The manikin on the training table at Stevens Point Fire Dept. had an unsettling appearance: his eyes dilate and blink; he has a pulse in all the same places as a human. He has all the same heart, bowel and breath sounds.

He wheezes, cries in pain, and calls for help.

Meet Apollo. Named after the Greek god of the sun, he can mimic just about any medical condition paramedics might encounter. He’s a new tool available for paramedic training, courtesy of Mid-State Technical College.

“It’s one of the neatest things I’ve seen for training purposes,” said SPFD Assistant EMS Chief Joe Gemza. “A lot of these procedures can’t be performed on a regular manikin.”

Apollo was one of two specialized manikins visiting SPFD for intubation training on May 25. The other was a special “intubatable” manikin head with the ability to simulate vomiting (typically comprised of soup, pre-loaded into the stomach cavity by instructors), a common reaction when paramedics place a breathing tube down a patient’s throat.

“Paramedics have to try to clear it out, suction it, and then intubate,” said Ryan Huser, a paramedic instructor at MSTC. “Unfortunately, that happens a lot. It’s something they realistically have to deal with. We don’t intubate every single day, but it’s a high-risk maneuver, so we like to stay on top of it.”

Huser said a movement with renewed traction in the world of emergency medical services is the “Do it for Drew” campaign, which highlights the need for better, and more frequent, training on intubation techniques. The campaign is named for Drew Hughes, a 13-year-old from North Carolina who was rendered unconscious during a skateboard accident and died after a breathing tube was improperly placed in his throat en route to the hospital in 2013.

Keith Melvin, who teaches EMS simulations for MSTC, said Apollo’s limbs and skin have been removed to simulate injuries from various vehicle and farming accidents. Not long ago, he said, Apollo’s neck was broken after being hung in a jail cell during an inmate scenario for corrections officers at a local law enforcement facility.

Thanks to special hidden compartments in the 160-pound dummy, he even bleeds and urinates, should a medical condition call for it.

**DATA SHOWN:**

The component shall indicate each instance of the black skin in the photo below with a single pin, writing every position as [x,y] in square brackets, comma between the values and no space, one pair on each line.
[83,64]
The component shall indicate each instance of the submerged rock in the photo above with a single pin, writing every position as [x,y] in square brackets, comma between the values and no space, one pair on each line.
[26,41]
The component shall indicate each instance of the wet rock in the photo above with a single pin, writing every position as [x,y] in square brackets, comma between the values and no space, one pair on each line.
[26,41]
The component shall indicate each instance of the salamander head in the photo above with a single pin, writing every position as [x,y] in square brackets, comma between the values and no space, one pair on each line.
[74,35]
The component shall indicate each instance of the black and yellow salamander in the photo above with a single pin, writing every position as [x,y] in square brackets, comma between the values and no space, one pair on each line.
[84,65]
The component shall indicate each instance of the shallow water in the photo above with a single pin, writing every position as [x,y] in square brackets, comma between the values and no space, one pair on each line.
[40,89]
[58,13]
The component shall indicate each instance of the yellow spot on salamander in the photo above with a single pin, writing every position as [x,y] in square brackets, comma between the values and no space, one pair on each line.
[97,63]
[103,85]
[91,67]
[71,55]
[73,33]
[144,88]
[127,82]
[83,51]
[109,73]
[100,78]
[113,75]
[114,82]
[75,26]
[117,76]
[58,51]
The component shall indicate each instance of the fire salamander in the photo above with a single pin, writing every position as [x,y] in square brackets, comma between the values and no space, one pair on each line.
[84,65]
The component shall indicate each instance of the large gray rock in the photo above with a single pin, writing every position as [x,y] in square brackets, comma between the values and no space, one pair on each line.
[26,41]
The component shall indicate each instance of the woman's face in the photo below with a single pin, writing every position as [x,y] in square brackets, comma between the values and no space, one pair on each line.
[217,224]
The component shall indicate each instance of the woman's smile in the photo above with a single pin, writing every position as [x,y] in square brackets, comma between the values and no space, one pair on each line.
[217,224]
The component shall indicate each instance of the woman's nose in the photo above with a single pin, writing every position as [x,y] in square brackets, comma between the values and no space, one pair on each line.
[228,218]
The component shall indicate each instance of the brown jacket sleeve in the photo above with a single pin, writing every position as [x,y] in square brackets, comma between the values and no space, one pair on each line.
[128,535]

**REQUIRED TASKS:**
(1) In the article about the Apollo training manikin, whom is Apollo named after?
(2) Continue the article about the Apollo training manikin, starting after its final sentence.

**SOLVED TASKS:**
(1) The Greek god of the sun.

(2)
“It’s all designed to react the way a real patient would in real situations,” Melvin said. “Paramedics typically don’t work in a clean emergency room; we’re outside in swamps, in ditches, in the dirt. So Apollo can be outside, in those elements when we train on him.”

Apollo costs $86,000 and was paid for with a federal grant. His female counterpart, “wife” Lucina—named for the Greek goddess of childbirth—costs $120,000 and comes with the ability to simulate birth. Both run on a seven-hour battery, have hidden containers that hold simulated body fluids, and have built-in wifi hot spots.

A nearby computer tracks the medical care provided to each; following the procedure, Huser said, electronic reports are used to discuss the results for each scenario, and what, if anything, could have been done differently.

On Friday, Apollo played a lifeguard suffering anaphylactic shock. Melvin was able to manipulate Apollo’s physical body to simulate a common reaction to a series of wasp stings, including altered blood pressure and pulse, and a swollen tongue and airway.

“He was created to train anesthesiologists, so it gives you the worst-case patient scenario,” Melvin said. “The swollen tongue makes it hard to tube a patient. His vitals will change on its own depending on what the paramedics to do him.”

“This changes the whole game for us in paramedic education,” Gemza said. “It’s very different from a PowerPoint presentation, and it really helps to keep our skills fresh.”

More information on the MSTC EMT-Paramedic program can be found here.

Editor’s Note: A previous version of this story incorrectly listed Mr. Huser’s first name. The story has been corrected.